WHAT THE TASK REQUIRES: Read the records below and report each line in which "target" occurs.

MATERIAL TO PROCESS:
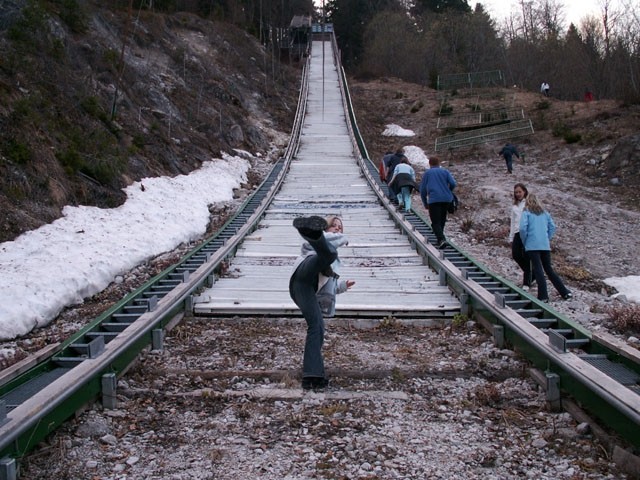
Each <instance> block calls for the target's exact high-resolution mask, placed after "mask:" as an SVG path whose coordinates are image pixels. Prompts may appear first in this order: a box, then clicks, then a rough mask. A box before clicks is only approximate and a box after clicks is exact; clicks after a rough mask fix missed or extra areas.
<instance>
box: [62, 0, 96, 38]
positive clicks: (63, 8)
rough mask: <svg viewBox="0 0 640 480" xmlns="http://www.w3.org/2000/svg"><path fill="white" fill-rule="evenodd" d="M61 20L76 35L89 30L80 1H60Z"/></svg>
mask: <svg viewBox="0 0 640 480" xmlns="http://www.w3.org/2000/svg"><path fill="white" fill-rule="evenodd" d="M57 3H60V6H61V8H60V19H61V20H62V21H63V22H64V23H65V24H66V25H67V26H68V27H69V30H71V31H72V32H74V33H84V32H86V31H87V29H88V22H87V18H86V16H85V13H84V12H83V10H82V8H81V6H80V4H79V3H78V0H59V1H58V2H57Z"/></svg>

...

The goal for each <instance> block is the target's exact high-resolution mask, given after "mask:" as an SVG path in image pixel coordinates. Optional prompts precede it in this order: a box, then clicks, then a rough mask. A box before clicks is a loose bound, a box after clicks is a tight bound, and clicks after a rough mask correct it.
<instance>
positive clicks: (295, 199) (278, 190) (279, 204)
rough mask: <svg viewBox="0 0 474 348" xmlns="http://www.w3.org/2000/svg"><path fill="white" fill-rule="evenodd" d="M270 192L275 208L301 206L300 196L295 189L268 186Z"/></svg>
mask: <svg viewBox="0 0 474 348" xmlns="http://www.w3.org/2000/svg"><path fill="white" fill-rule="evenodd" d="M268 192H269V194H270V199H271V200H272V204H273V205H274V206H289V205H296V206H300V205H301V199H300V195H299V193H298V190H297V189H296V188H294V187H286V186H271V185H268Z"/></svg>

* * *

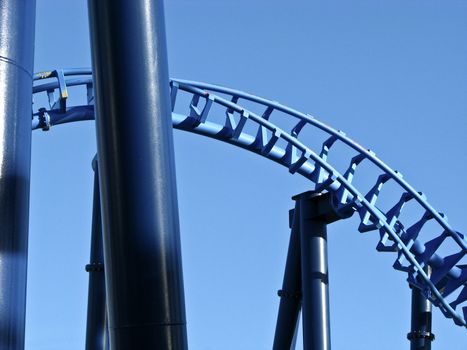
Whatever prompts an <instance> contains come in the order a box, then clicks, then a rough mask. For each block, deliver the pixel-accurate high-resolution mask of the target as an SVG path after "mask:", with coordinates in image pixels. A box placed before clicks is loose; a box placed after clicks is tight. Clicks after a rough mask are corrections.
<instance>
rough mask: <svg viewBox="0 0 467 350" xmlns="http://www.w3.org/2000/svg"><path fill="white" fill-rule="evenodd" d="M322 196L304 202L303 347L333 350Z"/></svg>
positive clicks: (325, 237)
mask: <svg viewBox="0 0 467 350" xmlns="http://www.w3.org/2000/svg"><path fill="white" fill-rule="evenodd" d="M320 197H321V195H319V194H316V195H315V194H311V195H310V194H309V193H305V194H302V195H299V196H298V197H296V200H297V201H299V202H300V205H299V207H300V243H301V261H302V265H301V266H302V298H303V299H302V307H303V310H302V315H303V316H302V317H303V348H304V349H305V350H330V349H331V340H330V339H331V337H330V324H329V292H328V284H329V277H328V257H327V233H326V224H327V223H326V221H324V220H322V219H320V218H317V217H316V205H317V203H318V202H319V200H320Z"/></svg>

EXERCISE SOLUTION:
Each <instance> block calls for the target's exact high-resolution mask, placed after "mask:" as an SVG path whose coordinates are image pixels. Prompts may appear first in this order: a box, then clicks, then a rough mask. A box before clicks is only approximate and a box after clicks is exact; clicks after a rough mask fix missed or extra areas.
The goal for each <instance> block is the target's exact high-resolution mask, given after "mask:" as an SVG path in image pixel coordinates. Optional prompts precede it in this order: a box, then clicks, then a rough mask. A box before clicks is a loose bound, a box after clicks is a tight bound, and clicks after a rough mask correct it.
Whatever prompts an <instance> contains come in the order a box, then clicks, then a rough mask. For each block, deliver the pixel-accurate high-resolution mask of the target as an SVG path after "mask:", with coordinates in image pixels. A box placed before clicks is loose; a box placed after clicks is tight. Clicks after a rough mask are corrections.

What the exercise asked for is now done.